#### [READING PASSAGE]
# # #

Anpan (あんパン) is a Japanese sweet roll, most commonly filled with red bean paste. Anpan can also be prepared with other fillings, including white beans (shiro-an), green beans (uguisu-an), sesame (goma-an), and chestnuts (kuri-an). The name is a compound word, combining an (sweet bean paste) and pan (bread).

==History==

Anpan was first made in 1875 in the Meiji era, as western bakeries gained popularity in Japan for the first time. Its creator, Yasubei Kimura (木村安兵衛 Kimura Yasubei), was a samurai who lost his job with the rise of the Imperial Japanese Army and the dissolution of the samurai as a social class. The Meiji era marked a period of rapid modernization in Japan, and many samurai who lost their jobs were given work that was totally new to them. The role of a baker was one such job.

One day, while wandering around the area where many employed in new jobs worked, Kimura found a young man making bread, and decided to start his own bakery, named Bun'eidō (文英堂) In 1874, he moved to Ginza and renamed the bakery Kimuraya (木村屋), now Kimuraya Sohonten (:ja:木村屋總本店). At that time, however, the only recipe for bread known in Japan was for making a salty and sour-tasting bread, ill-suited to Japanese tastes at the time. Kimura thus figured out how to make bread akin to manjū, raising the dough with traditional sakadane liquid yeast. He then filled the bread with a bean paste wagashi and sold the resulting rolls as snacks. Anpan became popular not only because of its taste, but also because the Japanese were interested in anything new and foreign at that time, In Kimura's original formulation, two anpan were sold: those with white sesame seeds atop, and others with poppy seeds atop.

# # #

#### [THINGS TO DO]
A: List every filling for anpan that the passage on anpan names.
B: Repeat the part of the passage on anpan that starts at "Anpan (あんパン) is" and ends at "and pan (bread).", word for word.
Use only the passage on anpan to answer.

#### [DATA SUPPLIED]

# # #

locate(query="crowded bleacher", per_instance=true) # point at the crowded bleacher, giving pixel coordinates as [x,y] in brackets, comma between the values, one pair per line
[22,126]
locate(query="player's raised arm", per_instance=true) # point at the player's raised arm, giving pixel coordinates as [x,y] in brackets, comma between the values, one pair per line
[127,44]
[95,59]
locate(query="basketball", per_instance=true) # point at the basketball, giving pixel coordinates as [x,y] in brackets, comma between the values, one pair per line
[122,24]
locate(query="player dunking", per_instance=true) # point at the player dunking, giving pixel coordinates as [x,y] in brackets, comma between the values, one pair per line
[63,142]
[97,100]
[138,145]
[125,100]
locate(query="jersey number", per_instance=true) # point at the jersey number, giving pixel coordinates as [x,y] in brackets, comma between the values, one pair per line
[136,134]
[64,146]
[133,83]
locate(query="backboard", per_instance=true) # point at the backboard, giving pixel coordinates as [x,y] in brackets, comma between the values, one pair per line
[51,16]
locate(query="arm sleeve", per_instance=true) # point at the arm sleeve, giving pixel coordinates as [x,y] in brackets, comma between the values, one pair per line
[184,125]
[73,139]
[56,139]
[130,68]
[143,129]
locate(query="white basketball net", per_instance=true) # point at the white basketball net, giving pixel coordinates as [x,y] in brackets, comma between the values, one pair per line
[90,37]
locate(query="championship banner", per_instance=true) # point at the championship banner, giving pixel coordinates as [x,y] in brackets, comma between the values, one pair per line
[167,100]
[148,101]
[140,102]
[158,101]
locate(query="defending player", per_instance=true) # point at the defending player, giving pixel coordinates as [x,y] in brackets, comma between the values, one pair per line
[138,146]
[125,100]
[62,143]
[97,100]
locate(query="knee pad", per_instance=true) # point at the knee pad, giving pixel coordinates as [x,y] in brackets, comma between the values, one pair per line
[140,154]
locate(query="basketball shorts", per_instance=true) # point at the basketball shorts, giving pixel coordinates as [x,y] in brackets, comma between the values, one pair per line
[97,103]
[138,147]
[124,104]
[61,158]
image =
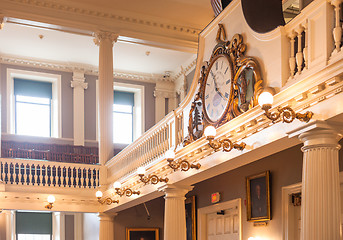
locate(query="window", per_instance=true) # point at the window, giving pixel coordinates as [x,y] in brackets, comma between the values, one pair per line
[32,107]
[123,117]
[33,226]
[33,103]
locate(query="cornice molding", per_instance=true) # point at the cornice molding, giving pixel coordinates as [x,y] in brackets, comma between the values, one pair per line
[89,70]
[70,9]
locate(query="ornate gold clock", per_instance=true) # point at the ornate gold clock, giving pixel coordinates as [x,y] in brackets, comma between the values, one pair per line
[229,85]
[218,90]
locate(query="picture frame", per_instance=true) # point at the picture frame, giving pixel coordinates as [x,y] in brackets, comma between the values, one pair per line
[258,197]
[142,234]
[190,206]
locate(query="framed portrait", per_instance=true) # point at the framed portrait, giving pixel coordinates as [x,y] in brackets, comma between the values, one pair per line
[142,234]
[258,197]
[191,218]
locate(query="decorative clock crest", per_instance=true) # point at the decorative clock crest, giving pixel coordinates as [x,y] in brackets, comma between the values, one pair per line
[229,86]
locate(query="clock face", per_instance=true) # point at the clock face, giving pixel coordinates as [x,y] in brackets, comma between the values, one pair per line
[218,88]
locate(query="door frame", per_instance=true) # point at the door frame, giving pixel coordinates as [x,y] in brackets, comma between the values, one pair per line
[202,216]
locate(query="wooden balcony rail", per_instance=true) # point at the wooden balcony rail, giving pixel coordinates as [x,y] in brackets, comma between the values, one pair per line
[50,152]
[51,174]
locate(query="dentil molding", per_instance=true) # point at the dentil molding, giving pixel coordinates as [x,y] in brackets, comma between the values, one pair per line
[108,16]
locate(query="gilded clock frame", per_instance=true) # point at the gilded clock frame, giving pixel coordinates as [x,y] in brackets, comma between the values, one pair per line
[227,107]
[234,50]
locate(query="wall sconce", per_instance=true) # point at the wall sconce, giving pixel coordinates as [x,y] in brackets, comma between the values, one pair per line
[108,201]
[183,165]
[227,144]
[127,191]
[287,114]
[154,179]
[51,200]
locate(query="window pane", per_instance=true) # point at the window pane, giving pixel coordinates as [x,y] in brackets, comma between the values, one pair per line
[33,99]
[32,119]
[33,236]
[122,128]
[122,108]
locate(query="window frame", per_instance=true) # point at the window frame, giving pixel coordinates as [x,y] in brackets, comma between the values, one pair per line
[55,79]
[138,108]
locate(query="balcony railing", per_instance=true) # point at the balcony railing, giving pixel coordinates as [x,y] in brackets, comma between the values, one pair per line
[308,43]
[50,152]
[48,173]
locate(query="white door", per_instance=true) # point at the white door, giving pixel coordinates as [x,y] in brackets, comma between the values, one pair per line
[223,224]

# # #

#### [RESULTS]
A: Red bean paste, white beans (shiro-an), green beans (uguisu-an), sesame (goma-an), chestnuts (kuri-an)

B:
Anpan (あんパン) is a Japanese sweet roll, most commonly filled with red bean paste. Anpan can also be prepared with other fillings, including white beans (shiro-an), green beans (uguisu-an), sesame (goma-an), and chestnuts (kuri-an). The name is a compound word, combining an (sweet bean paste) and pan (bread).